╭──

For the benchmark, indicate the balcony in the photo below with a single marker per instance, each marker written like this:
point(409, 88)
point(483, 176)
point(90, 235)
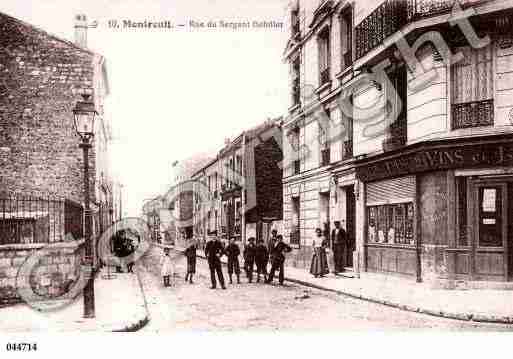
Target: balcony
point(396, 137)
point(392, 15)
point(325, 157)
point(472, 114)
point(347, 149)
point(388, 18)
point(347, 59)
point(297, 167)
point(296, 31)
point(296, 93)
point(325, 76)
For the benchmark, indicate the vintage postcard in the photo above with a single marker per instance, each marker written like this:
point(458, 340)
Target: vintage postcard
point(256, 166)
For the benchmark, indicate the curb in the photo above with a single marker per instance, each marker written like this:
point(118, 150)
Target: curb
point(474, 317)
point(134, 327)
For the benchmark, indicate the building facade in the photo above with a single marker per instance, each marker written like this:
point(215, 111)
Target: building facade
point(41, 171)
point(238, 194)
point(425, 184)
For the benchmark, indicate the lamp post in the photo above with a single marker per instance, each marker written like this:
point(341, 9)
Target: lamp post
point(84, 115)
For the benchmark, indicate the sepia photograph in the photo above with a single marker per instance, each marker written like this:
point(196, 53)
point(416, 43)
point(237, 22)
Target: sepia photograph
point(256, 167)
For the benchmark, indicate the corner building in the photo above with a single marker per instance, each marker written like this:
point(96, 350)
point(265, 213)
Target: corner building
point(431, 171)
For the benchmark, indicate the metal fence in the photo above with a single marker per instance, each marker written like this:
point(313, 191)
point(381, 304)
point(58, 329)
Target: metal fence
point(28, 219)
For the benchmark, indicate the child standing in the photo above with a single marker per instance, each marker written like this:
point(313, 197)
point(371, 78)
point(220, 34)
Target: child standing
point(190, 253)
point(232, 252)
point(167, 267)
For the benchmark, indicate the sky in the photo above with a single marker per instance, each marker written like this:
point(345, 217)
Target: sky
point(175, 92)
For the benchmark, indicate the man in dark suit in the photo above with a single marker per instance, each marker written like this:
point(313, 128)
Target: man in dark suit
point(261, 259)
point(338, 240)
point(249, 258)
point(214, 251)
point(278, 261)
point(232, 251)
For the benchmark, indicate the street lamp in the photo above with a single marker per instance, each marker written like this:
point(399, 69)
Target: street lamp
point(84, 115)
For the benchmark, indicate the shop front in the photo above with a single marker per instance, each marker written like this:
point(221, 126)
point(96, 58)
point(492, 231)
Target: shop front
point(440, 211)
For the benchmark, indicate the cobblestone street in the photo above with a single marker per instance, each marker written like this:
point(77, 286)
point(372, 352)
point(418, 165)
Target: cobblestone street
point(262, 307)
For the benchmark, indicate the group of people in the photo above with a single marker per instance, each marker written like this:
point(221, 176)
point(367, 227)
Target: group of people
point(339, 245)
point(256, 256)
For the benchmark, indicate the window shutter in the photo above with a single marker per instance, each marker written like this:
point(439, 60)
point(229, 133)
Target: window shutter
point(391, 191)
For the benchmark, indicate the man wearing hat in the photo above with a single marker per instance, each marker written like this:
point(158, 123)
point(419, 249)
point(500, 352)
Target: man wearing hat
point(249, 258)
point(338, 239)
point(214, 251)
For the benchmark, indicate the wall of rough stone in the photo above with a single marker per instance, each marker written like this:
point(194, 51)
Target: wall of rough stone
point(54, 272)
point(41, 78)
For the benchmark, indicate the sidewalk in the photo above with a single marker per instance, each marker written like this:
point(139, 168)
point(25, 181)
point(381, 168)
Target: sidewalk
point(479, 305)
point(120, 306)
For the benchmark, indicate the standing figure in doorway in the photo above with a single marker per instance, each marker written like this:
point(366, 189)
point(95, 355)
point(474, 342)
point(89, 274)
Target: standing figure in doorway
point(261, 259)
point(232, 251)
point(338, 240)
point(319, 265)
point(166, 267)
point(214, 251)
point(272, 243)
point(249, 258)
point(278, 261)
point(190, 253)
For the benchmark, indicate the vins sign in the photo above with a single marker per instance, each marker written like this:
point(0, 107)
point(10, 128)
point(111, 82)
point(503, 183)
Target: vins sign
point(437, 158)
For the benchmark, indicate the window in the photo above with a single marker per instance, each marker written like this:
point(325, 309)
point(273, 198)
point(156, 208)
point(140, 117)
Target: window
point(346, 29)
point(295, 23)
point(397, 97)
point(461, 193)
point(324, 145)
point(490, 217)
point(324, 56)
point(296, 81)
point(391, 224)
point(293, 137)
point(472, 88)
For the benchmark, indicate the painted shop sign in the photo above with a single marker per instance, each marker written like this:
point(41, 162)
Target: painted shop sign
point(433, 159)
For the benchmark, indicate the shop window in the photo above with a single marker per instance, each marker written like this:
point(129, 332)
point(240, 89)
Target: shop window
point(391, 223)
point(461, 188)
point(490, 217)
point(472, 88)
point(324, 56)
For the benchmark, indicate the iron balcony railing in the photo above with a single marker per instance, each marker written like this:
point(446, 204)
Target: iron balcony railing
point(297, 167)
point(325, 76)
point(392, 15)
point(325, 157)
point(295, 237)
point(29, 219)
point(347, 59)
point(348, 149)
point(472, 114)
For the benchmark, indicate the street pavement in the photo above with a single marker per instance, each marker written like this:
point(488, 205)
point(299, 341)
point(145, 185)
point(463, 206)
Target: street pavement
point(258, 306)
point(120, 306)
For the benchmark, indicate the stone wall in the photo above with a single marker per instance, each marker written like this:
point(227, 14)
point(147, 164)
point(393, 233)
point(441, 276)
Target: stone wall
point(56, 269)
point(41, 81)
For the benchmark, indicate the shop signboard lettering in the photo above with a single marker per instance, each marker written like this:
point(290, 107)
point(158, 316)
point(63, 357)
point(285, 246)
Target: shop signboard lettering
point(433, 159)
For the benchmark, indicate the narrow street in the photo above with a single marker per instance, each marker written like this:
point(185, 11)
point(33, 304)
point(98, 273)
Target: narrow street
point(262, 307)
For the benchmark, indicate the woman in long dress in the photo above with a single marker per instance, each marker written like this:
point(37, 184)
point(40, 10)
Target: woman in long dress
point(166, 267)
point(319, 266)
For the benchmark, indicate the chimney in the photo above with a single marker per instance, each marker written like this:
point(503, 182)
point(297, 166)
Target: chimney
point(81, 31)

╰──
╭──

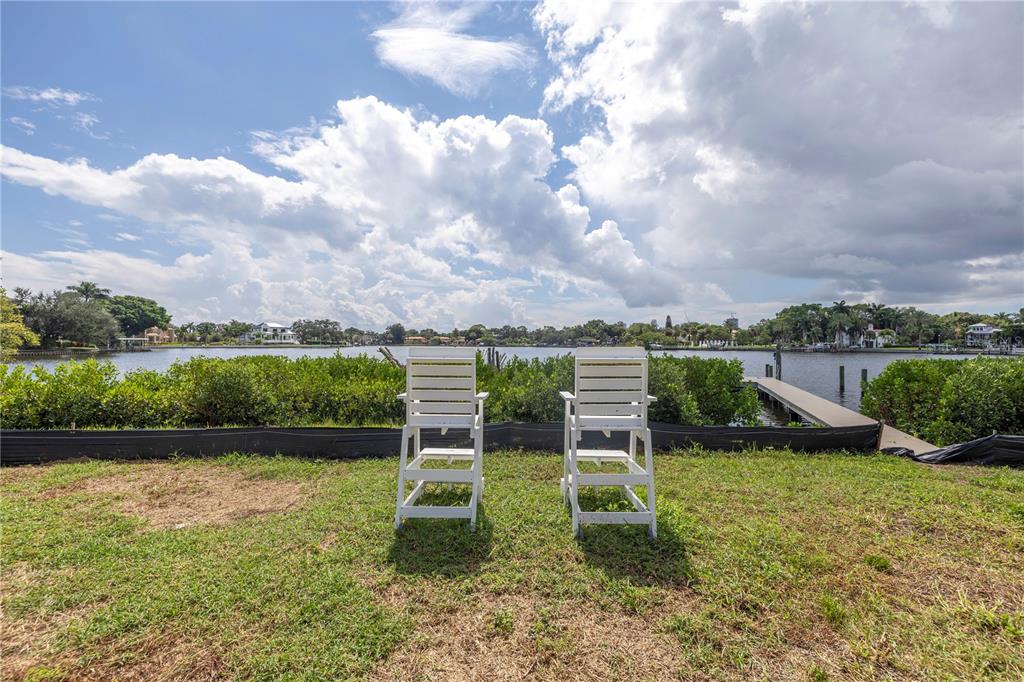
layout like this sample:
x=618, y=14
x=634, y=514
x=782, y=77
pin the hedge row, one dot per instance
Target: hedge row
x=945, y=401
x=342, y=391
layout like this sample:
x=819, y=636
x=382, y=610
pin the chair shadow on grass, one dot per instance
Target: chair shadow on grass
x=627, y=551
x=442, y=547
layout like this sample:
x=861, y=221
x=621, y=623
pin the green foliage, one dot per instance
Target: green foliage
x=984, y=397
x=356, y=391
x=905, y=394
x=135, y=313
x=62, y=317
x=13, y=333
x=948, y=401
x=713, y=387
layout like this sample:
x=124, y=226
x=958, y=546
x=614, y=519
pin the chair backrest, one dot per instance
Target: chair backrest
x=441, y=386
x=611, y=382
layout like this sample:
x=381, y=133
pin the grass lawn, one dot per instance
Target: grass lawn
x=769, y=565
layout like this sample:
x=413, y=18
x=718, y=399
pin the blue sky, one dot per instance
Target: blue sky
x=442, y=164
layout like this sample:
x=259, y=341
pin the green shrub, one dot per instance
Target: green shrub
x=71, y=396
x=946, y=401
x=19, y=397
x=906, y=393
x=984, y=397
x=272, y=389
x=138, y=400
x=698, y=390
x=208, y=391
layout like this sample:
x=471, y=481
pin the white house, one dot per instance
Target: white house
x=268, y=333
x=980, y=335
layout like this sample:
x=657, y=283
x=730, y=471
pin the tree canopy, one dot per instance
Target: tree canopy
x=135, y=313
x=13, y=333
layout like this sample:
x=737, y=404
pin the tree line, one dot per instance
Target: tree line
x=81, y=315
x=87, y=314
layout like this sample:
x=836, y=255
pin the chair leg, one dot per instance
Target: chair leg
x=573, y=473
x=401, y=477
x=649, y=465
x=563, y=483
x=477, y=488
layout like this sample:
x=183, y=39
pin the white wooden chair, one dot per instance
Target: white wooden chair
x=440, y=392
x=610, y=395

╰──

### Objective
Put the part of the data above that opens with the line containing "For the benchmark, indicate the balcony" and closes with the line containing "point(256, 166)" into a JSON list of strings, one string per line, skipping blank lines. Leave the pictures out.

### Reply to the task
[
  "For the benchmark, indicate the balcony in the photo below with a single marker per instance, each marker written like this:",
  "point(409, 88)",
  "point(483, 176)",
  "point(90, 235)",
  "Target: balcony",
  "point(396, 137)",
  "point(392, 15)",
  "point(325, 157)",
  "point(472, 114)",
  "point(347, 149)",
  "point(388, 18)",
  "point(347, 59)",
  "point(297, 167)",
  "point(296, 31)",
  "point(296, 93)",
  "point(325, 76)",
  "For the benchmark, indicate the vintage postcard in the photo above with a single marker per instance, each marker written like this:",
  "point(458, 340)",
  "Target: vintage postcard",
  "point(256, 166)"
]